= PROBLEM DETAILS =
All lines from the line containing "Query: flower petal" up to and including the last line of the entries must be written out exactly, with no others.

= GIVEN RECORDS =
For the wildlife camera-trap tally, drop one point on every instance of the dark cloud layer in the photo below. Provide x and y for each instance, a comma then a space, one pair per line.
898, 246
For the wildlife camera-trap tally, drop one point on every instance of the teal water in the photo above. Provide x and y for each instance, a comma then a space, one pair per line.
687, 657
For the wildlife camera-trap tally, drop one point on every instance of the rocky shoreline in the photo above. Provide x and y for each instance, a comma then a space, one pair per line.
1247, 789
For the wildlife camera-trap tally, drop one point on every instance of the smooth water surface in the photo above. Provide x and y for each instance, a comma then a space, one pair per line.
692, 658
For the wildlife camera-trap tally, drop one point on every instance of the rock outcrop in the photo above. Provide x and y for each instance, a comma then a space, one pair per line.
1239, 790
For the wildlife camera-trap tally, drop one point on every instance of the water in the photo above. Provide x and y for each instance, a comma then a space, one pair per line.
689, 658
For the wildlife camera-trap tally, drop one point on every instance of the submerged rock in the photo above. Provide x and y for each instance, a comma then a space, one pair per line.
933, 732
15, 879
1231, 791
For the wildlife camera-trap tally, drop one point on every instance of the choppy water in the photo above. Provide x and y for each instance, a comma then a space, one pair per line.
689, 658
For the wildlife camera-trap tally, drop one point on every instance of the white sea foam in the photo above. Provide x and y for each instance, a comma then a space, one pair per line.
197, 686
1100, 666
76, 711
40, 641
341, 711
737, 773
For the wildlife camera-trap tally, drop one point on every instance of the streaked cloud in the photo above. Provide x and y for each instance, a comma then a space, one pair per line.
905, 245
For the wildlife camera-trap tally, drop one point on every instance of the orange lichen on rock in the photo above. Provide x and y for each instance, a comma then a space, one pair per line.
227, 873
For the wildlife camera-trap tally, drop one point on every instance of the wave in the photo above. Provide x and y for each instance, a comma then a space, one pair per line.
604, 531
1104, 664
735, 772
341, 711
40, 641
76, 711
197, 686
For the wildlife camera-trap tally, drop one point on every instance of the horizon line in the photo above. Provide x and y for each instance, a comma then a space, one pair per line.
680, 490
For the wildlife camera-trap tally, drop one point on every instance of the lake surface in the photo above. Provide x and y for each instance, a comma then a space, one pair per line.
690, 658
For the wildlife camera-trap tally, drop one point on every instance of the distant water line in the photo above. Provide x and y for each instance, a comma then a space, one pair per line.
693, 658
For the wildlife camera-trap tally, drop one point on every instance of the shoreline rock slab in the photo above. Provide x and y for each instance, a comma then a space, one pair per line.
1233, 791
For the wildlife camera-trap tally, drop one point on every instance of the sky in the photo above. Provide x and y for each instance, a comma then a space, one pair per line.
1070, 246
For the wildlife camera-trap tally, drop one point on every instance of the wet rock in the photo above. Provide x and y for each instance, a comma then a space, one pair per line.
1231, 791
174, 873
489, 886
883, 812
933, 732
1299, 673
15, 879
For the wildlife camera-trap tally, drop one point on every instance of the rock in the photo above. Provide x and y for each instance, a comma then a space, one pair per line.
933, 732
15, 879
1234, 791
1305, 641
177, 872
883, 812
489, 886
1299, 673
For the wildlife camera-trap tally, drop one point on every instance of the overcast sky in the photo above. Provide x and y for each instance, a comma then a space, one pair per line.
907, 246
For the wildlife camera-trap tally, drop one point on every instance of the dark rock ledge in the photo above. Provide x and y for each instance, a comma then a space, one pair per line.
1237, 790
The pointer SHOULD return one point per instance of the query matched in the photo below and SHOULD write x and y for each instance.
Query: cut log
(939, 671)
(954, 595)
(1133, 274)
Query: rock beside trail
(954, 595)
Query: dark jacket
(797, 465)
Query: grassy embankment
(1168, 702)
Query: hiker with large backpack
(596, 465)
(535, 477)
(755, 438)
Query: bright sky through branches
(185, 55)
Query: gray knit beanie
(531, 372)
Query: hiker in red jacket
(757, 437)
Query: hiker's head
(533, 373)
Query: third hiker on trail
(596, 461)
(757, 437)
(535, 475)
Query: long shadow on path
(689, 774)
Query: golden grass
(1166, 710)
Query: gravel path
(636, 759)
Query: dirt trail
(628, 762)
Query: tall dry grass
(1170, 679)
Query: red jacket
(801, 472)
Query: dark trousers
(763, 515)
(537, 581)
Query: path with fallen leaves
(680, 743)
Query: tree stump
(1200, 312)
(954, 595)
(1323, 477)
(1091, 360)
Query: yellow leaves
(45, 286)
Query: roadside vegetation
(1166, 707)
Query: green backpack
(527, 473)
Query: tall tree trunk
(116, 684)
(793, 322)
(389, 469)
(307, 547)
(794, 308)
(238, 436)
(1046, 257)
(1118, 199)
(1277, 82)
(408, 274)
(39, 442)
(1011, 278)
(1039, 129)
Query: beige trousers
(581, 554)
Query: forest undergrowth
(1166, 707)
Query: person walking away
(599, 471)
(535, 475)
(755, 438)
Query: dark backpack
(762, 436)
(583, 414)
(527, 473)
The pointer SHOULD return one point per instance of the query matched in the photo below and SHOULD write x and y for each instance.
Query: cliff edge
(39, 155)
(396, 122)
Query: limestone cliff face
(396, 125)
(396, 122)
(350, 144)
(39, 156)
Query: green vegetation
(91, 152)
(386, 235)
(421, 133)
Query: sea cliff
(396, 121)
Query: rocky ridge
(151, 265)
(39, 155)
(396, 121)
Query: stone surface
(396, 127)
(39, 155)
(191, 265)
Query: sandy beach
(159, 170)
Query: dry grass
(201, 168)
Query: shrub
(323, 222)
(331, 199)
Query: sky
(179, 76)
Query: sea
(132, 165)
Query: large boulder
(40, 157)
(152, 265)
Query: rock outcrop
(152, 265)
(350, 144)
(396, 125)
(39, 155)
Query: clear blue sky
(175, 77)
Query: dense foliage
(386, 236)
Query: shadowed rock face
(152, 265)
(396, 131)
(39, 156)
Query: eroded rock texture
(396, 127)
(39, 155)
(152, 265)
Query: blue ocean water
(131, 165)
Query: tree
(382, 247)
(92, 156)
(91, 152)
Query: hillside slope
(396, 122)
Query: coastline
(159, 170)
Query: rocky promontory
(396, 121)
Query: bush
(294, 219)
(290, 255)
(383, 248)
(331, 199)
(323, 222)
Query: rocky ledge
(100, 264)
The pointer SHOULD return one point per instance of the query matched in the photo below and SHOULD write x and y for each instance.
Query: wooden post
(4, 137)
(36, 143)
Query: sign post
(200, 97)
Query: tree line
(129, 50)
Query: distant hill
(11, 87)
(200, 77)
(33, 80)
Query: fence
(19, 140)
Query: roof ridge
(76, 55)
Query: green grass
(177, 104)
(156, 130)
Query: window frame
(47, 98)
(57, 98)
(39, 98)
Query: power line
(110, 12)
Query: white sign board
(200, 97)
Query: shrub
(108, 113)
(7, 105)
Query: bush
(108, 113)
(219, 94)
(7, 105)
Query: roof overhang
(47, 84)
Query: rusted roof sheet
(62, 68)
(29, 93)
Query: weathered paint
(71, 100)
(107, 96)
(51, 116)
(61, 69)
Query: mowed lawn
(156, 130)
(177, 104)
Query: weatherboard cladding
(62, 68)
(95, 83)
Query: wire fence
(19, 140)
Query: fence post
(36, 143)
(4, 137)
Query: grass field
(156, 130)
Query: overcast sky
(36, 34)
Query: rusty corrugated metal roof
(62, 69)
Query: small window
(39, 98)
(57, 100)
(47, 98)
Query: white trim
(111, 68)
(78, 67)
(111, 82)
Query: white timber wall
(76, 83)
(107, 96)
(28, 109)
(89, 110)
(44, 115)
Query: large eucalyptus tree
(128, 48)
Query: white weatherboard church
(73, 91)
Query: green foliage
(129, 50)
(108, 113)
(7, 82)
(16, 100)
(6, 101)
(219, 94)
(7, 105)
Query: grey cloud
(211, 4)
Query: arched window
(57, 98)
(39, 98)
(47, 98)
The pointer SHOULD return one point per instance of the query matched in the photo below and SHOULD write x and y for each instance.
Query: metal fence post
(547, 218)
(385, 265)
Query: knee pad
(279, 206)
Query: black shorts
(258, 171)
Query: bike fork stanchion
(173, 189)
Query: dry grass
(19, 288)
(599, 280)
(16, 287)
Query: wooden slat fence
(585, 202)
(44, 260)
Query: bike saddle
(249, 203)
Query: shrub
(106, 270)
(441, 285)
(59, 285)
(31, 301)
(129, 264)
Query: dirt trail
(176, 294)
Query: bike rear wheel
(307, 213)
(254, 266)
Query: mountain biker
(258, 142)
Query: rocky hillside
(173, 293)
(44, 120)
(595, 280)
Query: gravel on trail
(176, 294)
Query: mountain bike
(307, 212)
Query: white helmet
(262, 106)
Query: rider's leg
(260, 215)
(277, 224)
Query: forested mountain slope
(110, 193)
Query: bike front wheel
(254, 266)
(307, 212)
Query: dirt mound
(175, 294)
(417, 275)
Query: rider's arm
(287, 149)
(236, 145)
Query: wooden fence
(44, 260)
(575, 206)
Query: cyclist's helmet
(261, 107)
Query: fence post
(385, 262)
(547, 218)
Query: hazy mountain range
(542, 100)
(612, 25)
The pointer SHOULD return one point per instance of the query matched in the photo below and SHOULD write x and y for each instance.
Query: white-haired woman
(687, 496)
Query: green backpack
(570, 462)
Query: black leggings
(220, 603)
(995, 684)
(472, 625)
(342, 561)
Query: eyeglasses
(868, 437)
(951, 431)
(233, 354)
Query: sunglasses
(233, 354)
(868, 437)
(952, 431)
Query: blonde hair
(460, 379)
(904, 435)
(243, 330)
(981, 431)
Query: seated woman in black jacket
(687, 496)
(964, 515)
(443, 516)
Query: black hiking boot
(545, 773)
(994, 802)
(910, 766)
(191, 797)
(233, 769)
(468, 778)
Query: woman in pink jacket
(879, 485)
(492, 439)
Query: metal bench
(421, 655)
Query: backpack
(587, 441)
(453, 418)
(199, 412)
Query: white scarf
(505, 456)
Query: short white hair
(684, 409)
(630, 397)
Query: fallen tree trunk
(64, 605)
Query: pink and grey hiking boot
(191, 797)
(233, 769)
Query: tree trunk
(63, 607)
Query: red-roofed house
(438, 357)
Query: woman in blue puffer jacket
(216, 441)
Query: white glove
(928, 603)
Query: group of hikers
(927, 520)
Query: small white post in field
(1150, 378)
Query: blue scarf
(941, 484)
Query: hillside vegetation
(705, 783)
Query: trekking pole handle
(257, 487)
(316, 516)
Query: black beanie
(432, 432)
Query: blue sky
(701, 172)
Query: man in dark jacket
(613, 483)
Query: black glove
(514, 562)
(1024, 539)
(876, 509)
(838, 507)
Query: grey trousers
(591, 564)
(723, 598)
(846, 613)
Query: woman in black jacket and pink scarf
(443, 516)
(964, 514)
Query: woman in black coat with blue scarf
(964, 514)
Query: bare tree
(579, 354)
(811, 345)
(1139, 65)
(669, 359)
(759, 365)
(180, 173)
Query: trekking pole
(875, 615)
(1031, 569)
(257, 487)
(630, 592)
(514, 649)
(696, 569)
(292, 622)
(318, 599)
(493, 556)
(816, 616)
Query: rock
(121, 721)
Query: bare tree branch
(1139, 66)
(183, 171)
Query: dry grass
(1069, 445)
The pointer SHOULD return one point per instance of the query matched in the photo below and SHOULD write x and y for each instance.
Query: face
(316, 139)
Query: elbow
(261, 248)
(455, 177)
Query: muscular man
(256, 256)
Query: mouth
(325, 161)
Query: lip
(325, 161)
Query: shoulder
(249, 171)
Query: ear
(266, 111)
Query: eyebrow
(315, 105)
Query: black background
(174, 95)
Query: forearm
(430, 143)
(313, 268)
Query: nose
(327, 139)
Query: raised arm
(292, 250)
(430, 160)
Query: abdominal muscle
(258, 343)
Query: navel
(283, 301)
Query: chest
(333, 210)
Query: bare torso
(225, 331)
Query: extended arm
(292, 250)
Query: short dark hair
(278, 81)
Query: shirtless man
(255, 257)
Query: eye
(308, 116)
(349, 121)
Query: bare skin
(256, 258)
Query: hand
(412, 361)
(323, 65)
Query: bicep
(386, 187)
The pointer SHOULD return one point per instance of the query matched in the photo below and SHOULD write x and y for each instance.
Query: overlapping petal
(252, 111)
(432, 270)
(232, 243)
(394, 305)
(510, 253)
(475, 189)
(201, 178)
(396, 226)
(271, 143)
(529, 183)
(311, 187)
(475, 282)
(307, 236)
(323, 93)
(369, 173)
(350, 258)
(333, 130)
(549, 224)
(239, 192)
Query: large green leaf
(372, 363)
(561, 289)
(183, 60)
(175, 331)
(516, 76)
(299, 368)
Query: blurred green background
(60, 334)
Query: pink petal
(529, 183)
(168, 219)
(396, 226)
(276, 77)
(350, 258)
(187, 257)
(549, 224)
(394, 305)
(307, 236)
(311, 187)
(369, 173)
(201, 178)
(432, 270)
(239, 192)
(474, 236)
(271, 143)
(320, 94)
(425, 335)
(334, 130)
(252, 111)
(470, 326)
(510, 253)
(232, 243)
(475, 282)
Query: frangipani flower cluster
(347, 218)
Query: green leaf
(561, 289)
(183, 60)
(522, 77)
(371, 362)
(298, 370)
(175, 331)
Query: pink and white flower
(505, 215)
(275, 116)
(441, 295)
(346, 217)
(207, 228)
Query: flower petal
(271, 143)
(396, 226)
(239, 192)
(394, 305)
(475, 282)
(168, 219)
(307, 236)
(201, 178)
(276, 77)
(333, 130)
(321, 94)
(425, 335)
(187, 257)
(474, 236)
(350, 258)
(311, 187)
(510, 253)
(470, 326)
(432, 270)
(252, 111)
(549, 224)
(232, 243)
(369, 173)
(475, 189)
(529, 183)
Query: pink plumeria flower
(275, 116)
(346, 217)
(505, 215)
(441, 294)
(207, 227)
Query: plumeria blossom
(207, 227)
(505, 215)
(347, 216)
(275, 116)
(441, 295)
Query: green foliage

= EXPECTED ANSWER =
Query: flower petal
(271, 143)
(396, 226)
(239, 192)
(394, 305)
(475, 282)
(168, 219)
(307, 236)
(201, 178)
(276, 77)
(333, 130)
(321, 94)
(425, 335)
(187, 257)
(474, 236)
(350, 258)
(311, 187)
(510, 253)
(470, 326)
(432, 270)
(252, 111)
(549, 224)
(232, 243)
(369, 173)
(475, 189)
(529, 183)
Query: pink plumeria flower
(275, 116)
(346, 217)
(505, 215)
(441, 294)
(207, 227)
Query: plumeria blossom
(207, 227)
(505, 215)
(347, 216)
(275, 116)
(441, 295)
Query: green foliage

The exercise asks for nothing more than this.